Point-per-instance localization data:
━━━━━━

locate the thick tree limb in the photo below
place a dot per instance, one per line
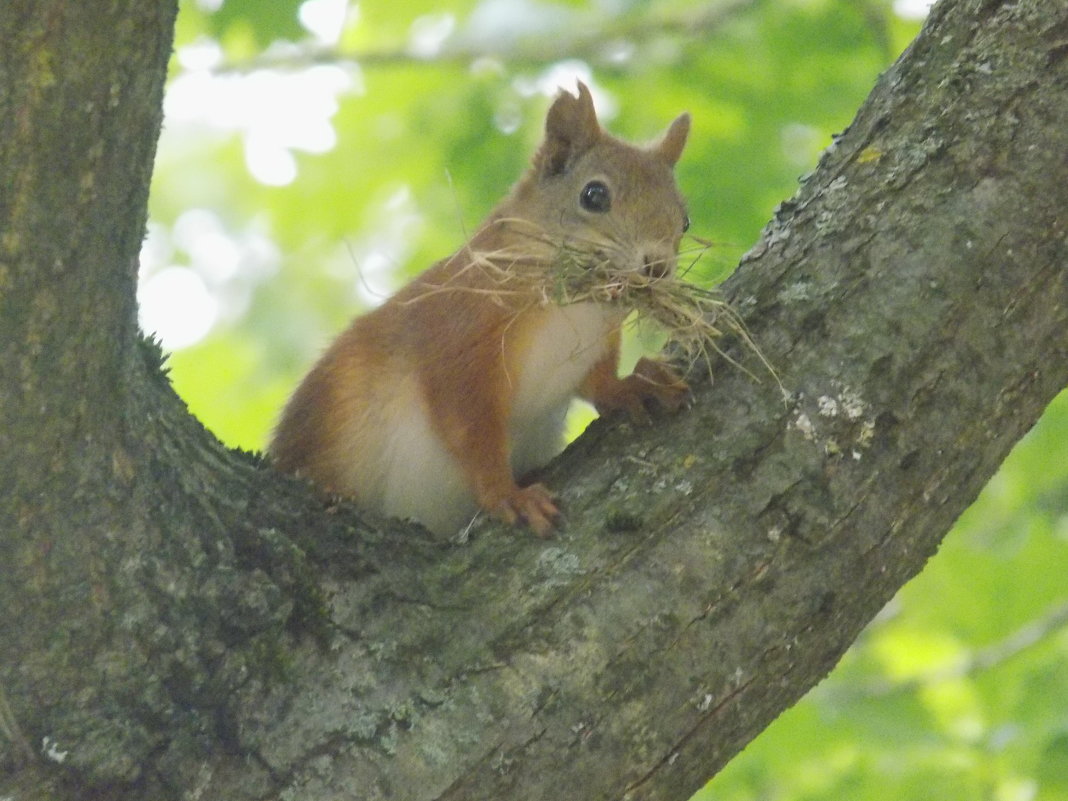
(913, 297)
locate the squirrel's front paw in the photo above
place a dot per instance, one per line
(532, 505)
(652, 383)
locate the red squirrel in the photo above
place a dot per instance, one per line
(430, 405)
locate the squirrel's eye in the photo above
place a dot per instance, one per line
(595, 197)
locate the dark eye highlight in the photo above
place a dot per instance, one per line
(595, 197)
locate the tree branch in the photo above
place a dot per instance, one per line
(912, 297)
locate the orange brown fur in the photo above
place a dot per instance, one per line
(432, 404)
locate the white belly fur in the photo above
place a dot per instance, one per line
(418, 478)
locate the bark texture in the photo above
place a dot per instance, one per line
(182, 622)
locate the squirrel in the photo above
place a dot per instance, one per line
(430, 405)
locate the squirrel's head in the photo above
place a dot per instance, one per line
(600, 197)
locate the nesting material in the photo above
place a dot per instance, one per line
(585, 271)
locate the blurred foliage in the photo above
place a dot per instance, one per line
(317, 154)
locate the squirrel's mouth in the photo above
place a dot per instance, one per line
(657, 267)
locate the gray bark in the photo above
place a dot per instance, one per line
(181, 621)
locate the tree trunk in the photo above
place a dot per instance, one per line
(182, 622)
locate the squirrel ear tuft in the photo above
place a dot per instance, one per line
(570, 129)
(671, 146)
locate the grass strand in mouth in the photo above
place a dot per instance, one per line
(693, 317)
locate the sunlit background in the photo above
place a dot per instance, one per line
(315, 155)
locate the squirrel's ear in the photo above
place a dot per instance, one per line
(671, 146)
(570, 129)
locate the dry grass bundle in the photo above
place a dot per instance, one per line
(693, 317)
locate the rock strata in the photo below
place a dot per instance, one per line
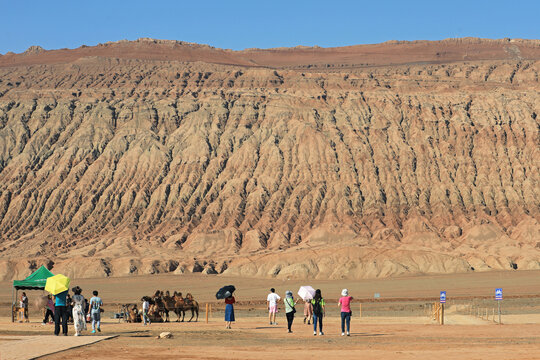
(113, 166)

━━━━━━

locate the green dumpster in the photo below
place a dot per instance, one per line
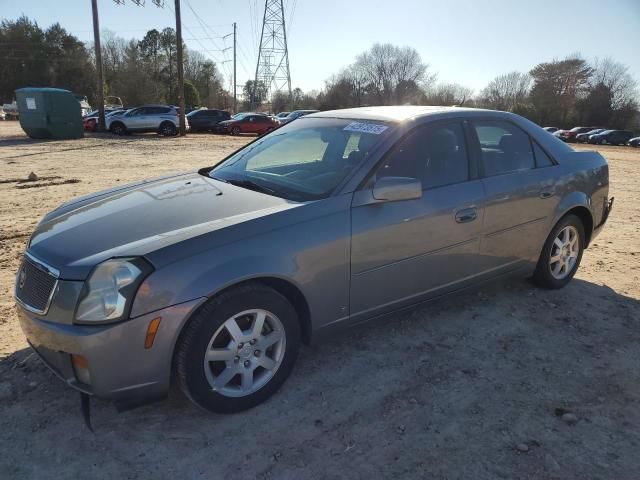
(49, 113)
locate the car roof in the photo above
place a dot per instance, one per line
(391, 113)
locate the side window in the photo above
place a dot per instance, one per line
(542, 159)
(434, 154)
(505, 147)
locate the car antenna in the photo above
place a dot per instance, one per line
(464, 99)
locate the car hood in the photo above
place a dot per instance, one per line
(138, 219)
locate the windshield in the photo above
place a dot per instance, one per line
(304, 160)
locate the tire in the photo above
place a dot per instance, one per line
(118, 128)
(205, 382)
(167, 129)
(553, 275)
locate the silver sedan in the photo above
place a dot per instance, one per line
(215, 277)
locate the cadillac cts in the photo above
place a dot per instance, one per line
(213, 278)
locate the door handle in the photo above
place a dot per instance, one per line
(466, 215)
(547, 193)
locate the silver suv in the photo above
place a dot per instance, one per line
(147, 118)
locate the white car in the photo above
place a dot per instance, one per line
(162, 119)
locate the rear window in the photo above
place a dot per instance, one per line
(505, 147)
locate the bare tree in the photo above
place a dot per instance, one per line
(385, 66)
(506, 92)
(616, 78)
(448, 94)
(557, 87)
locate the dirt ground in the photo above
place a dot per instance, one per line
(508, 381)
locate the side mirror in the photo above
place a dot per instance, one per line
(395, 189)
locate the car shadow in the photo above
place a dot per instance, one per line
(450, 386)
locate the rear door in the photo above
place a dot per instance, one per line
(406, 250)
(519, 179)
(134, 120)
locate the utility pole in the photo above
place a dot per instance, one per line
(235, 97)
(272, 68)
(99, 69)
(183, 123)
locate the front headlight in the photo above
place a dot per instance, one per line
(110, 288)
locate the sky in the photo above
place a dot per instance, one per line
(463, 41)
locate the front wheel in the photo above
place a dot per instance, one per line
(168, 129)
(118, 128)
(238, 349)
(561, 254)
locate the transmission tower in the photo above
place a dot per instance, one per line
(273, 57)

━━━━━━

Your assignment
From the records above, print exactly the lines that run from the line with "locate the gray bark in the photo above" to the line with "locate the rock strata in the photo below", inclusive.

Solution for this problem
locate the gray bark in the photo above
place a dot per instance, one per line
(181, 621)
locate the tree trunk in the photo above
place a dot per instance, one per line
(182, 622)
locate the squirrel ear tuft in the photo above
place a dot per instance, one per line
(570, 129)
(671, 146)
locate the grass strand in mouth in the photo above
place a dot per instance, one per line
(693, 317)
locate the sunlit background in the photo above
place a dot per instance, one per line
(315, 155)
locate the squirrel's ear in the photo above
place a dot per instance, one per line
(671, 146)
(570, 129)
locate the dry grass bundle in the photo above
place a dot per instance, one per line
(693, 317)
locate the rock strata in the photo below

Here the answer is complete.